Collected data entries
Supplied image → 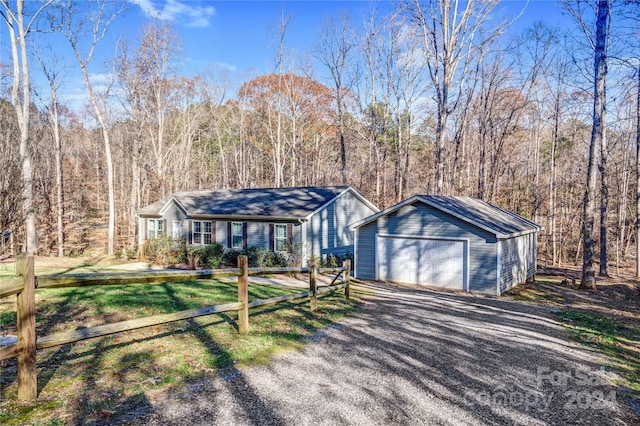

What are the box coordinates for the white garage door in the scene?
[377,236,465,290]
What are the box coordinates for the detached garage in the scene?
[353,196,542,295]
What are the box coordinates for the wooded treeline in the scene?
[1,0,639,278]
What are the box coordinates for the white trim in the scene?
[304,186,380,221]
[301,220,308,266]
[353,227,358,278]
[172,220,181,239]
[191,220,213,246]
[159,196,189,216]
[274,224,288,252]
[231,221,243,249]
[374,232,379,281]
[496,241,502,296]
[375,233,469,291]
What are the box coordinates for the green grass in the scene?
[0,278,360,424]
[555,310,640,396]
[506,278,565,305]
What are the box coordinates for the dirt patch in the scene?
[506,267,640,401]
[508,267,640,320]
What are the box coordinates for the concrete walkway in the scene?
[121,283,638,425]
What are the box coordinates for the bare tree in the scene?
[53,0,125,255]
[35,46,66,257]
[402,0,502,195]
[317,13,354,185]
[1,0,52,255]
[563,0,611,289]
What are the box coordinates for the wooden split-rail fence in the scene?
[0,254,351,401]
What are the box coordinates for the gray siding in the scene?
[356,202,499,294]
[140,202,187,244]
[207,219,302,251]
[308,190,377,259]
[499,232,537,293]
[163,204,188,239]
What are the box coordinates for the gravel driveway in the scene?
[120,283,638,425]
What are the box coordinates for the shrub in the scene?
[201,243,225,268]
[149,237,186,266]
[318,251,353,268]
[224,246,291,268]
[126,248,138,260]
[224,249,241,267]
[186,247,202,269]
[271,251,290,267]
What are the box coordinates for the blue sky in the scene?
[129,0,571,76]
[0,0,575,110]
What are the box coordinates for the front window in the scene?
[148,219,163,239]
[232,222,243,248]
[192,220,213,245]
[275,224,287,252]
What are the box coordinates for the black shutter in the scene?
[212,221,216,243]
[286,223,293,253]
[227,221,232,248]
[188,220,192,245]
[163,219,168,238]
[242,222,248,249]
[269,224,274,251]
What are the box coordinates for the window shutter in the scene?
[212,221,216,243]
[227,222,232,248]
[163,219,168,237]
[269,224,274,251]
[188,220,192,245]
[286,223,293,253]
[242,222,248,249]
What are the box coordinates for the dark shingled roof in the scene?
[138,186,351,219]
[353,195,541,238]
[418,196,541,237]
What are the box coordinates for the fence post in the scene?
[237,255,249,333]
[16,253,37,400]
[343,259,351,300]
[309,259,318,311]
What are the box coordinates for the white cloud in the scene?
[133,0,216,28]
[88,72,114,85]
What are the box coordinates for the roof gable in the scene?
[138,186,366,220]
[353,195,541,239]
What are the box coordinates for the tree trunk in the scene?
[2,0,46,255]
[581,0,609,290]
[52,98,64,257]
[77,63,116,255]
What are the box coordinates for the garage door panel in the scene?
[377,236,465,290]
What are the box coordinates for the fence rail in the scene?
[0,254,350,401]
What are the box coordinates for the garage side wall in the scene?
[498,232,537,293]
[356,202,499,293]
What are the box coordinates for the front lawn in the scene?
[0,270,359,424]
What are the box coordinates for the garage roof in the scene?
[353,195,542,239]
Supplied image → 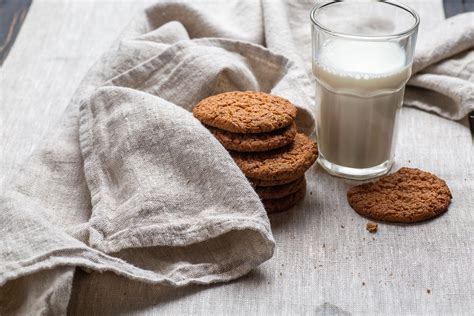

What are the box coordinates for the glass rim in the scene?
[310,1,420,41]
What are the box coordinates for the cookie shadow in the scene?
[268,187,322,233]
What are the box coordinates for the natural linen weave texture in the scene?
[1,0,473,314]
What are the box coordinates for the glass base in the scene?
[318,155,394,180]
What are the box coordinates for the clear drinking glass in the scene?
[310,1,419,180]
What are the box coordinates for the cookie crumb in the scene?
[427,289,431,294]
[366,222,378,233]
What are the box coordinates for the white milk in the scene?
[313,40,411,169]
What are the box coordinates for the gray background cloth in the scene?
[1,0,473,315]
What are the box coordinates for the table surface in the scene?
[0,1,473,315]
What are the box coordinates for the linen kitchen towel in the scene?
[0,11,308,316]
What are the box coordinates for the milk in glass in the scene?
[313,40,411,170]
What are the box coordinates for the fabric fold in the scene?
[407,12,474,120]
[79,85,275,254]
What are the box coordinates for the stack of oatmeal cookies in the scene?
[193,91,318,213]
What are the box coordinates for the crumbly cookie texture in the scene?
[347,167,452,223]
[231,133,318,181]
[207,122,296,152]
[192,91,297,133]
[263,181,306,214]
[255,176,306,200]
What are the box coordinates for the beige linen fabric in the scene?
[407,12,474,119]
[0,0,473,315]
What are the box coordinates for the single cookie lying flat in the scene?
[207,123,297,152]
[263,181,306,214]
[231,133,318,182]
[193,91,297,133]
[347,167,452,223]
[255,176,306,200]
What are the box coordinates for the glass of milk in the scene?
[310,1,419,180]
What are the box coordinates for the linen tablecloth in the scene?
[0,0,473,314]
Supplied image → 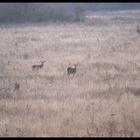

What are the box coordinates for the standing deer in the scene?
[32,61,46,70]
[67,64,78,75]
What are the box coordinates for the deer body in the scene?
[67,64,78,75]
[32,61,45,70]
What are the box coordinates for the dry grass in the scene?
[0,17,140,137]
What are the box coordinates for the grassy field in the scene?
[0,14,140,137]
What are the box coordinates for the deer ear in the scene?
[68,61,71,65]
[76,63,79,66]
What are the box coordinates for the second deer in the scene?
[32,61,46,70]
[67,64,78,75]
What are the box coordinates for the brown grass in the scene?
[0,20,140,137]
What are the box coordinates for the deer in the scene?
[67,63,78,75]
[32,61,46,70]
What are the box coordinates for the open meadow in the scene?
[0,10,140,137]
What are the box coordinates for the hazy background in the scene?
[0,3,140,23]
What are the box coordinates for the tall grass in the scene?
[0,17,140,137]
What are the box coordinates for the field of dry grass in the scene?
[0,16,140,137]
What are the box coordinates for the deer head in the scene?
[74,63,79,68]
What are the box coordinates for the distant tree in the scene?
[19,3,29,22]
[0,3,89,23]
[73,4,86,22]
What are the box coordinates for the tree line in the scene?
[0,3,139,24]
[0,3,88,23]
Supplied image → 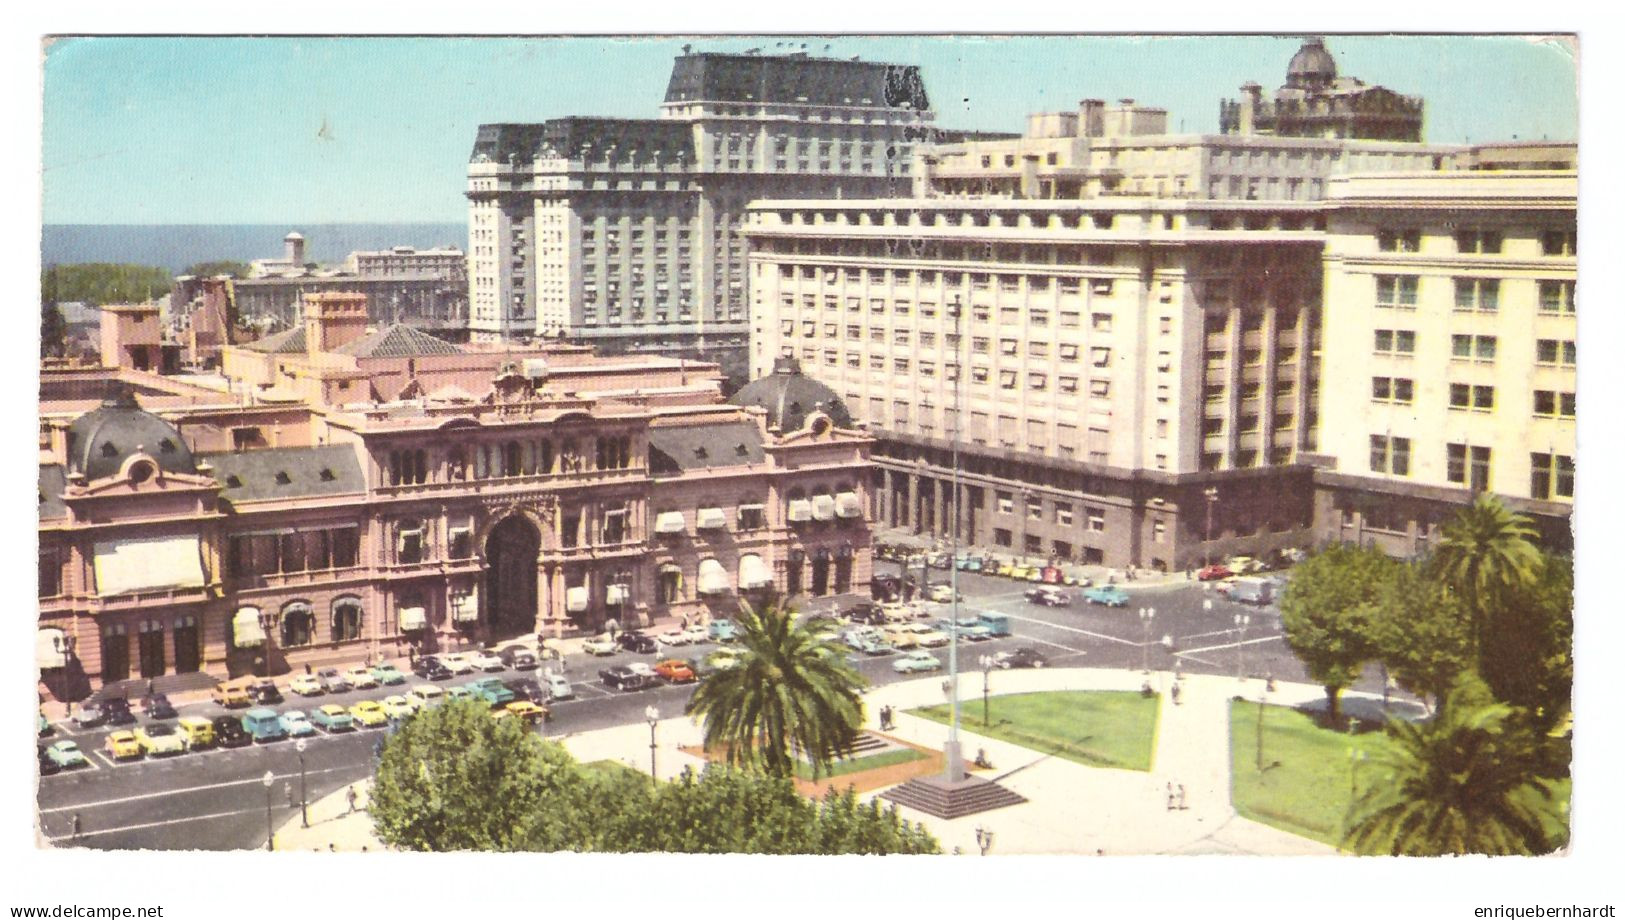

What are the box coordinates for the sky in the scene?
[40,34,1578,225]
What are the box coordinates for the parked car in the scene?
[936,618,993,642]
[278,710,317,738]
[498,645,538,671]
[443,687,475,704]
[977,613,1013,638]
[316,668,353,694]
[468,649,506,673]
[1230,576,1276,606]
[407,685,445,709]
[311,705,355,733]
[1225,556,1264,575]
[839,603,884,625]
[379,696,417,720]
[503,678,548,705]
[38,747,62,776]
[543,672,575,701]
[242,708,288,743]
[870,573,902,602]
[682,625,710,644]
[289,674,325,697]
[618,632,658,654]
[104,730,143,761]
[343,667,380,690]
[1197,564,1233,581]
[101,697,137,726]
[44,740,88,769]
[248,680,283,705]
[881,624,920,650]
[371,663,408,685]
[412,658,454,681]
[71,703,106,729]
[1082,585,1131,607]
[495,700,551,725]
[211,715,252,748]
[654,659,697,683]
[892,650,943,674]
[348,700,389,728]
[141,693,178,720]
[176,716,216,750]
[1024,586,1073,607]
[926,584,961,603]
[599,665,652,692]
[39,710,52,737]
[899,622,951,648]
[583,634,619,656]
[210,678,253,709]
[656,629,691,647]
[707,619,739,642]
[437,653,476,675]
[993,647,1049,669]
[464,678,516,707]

What you have to do: If an entry above holds a picture, leave that picture out and print the rest exactly.

Response to the exercise:
Supplied image → 

What are the box coordinates for the white garage door in the scene?
[377,236,465,290]
What are the box coordinates for the detached garage in the scene?
[353,196,542,295]
What are the box coordinates for the wooded treeline in the scene?
[1,0,639,278]
What are the box coordinates for the white trim in the scene?
[304,186,380,221]
[301,220,308,266]
[353,227,358,278]
[172,220,181,239]
[191,220,213,246]
[159,196,189,216]
[274,224,288,252]
[231,221,243,249]
[374,232,379,281]
[496,241,502,296]
[375,233,469,291]
What are the box coordinates for the green grass in the scene?
[0,278,360,424]
[555,310,640,396]
[506,278,565,305]
What are the box coordinates for the dirt patch in the scene?
[506,267,640,401]
[508,267,640,320]
What are the box coordinates for the concrete walkway in the scene?
[121,283,638,425]
What are the box coordinates for the bare tree in the scene?
[53,0,125,255]
[35,46,66,257]
[402,0,502,195]
[317,13,354,185]
[1,0,52,255]
[563,0,611,289]
What are the box coordinates for the wooden split-rail fence in the scene?
[0,254,351,401]
What are the box coordinates for the gray siding in the scene?
[356,202,499,294]
[140,202,187,244]
[207,219,302,251]
[308,190,377,259]
[499,232,537,293]
[163,204,188,239]
What are the box coordinates for the gravel driveway in the scene?
[120,283,638,425]
What are the box coordinates for the shrub in the scene?
[201,243,225,268]
[149,237,186,266]
[318,251,353,268]
[224,246,291,268]
[126,248,138,260]
[224,249,241,267]
[186,247,202,269]
[271,251,290,267]
What are the box coordinates for the blue sky in the scene?
[129,0,571,76]
[0,0,575,110]
What are the box coordinates for the front window in the scene?
[148,219,163,239]
[232,222,243,248]
[192,220,213,245]
[275,224,287,252]
What are the box coordinates for the black shutter in the scene?
[212,221,216,243]
[286,223,293,253]
[227,221,232,248]
[188,220,192,245]
[163,219,168,238]
[242,222,248,249]
[269,224,274,251]
What are the box coordinates for the window shutter in the scene?
[212,221,216,243]
[227,222,232,248]
[163,219,168,237]
[269,224,274,251]
[188,220,192,245]
[286,223,293,253]
[242,222,248,249]
What are the box coordinates for the dark shingled roof in the scene?
[138,186,351,219]
[353,195,541,238]
[418,196,541,237]
What are the box coordinates for the fence post in the scene?
[237,255,249,333]
[16,253,37,400]
[343,259,351,300]
[309,259,318,311]
What are the box coordinates for the white cloud in the scene?
[133,0,216,28]
[88,72,114,85]
What are the box coordinates for the roof gable in the scene?
[138,186,366,220]
[353,195,541,239]
What are the box coordinates for the tree trunk in the scene?
[2,0,46,255]
[581,0,609,290]
[52,98,64,257]
[77,63,116,255]
What are the box coordinates for the garage door panel in the scene?
[377,236,465,290]
What are the box coordinates for the fence rail in the scene?
[0,254,350,401]
What are the box coordinates for the garage side wall in the scene?
[498,232,537,293]
[356,202,499,293]
What are the box coordinates for the front lawn in the scene?
[0,270,359,424]
What are the box coordinates for the garage roof in the scene?
[353,195,542,239]
Supplied image → 

What are the box coordinates for the glass rim in the scene?
[310,1,420,41]
What are the box coordinates for the cookie shadow in the scene?
[268,187,322,233]
What are the box coordinates for the natural linen weave texture in the scene?
[1,0,473,314]
What are the box coordinates for the glass base in the scene?
[318,155,394,180]
What are the box coordinates for the clear drinking glass in the scene?
[310,1,419,180]
What are the box coordinates for the cookie crumb in the scene?
[427,289,431,294]
[366,222,378,233]
What are the box coordinates for the white milk in the scene?
[313,40,411,169]
What are the box coordinates for the gray background cloth in the scene?
[1,0,473,315]
What are the box coordinates for the table surface in the scene?
[0,1,473,315]
What are the box coordinates for the linen kitchen towel in the scene?
[0,11,308,316]
What are the box coordinates for the milk in glass in the scene?
[313,40,411,170]
What are the box coordinates for the fabric fold in the scene?
[407,12,474,120]
[79,85,275,254]
What are the box coordinates for the stack of oatmeal cookies in the scene?
[193,91,318,213]
What are the box coordinates for the crumbly cookie texture in the scene?
[347,167,452,223]
[231,133,318,181]
[207,122,296,152]
[192,91,297,133]
[263,181,306,214]
[255,176,306,200]
What are the box coordinates for the beige linen fabric in the scene?
[407,12,474,119]
[0,0,473,315]
What are the box coordinates for the single cookie lying flat in the scene?
[207,123,297,152]
[263,181,306,214]
[231,133,318,182]
[193,91,297,133]
[347,167,452,223]
[255,176,306,200]
What are the box coordinates for the glass of milk in the scene?
[310,1,419,180]
What are the box coordinates for the linen tablecloth in the scene?
[0,0,473,314]
Supplied image → 

What are the box coordinates for the standing deer in the scene?
[32,61,46,70]
[67,64,78,75]
What are the box coordinates for the deer body in the scene?
[67,64,78,75]
[32,61,45,70]
What are the box coordinates for the dry grass in the scene?
[0,17,140,137]
What are the box coordinates for the grassy field in the scene?
[0,14,140,137]
What are the box coordinates for the deer ear in the scene?
[68,61,71,65]
[76,63,79,66]
What are the box coordinates for the second deer in the scene?
[32,61,46,70]
[67,64,78,75]
What are the box coordinates for the brown grass in the scene?
[0,20,140,137]
What are the box coordinates for the deer in the scene?
[67,63,78,75]
[32,61,46,70]
What are the box coordinates for the open meadow in the scene?
[0,10,140,137]
What are the box coordinates for the hazy background in the scene?
[0,3,140,23]
What are the box coordinates for the tall grass in the scene?
[0,17,140,137]
What are the box coordinates for the field of dry grass in the scene?
[0,16,140,137]
What are the box coordinates for the deer head in the scene?
[74,63,79,68]
What are the box coordinates for the distant tree in the scene?
[19,3,29,22]
[0,3,89,23]
[73,4,86,22]
What are the box coordinates for the tree line in the scene?
[0,3,139,24]
[0,3,88,23]
Supplied image → 

What are the box coordinates for the sky in the scene?
[40,34,1578,225]
What are the box coordinates for the parked car in the scene?
[936,618,993,642]
[278,710,317,738]
[498,645,538,671]
[443,687,475,704]
[977,613,1013,638]
[316,668,353,694]
[468,649,506,673]
[1230,576,1276,606]
[407,685,445,709]
[311,705,355,733]
[1225,556,1264,575]
[839,603,884,625]
[379,696,417,720]
[503,678,548,705]
[38,747,62,776]
[543,672,575,701]
[242,708,288,743]
[870,573,902,602]
[682,625,710,644]
[289,674,325,697]
[618,632,658,654]
[104,730,143,761]
[343,667,380,690]
[1197,564,1233,581]
[101,697,137,726]
[44,740,88,769]
[248,680,283,705]
[881,624,920,650]
[371,663,408,685]
[412,658,454,681]
[71,703,106,729]
[1082,585,1131,607]
[495,700,551,725]
[211,715,252,748]
[654,659,697,683]
[892,650,943,674]
[348,700,389,728]
[141,693,178,720]
[176,716,216,750]
[1024,586,1073,607]
[926,584,961,603]
[599,665,652,692]
[39,710,52,737]
[899,622,951,648]
[583,634,619,656]
[210,678,253,709]
[656,629,691,647]
[707,619,739,642]
[437,653,476,675]
[993,647,1049,669]
[464,678,516,707]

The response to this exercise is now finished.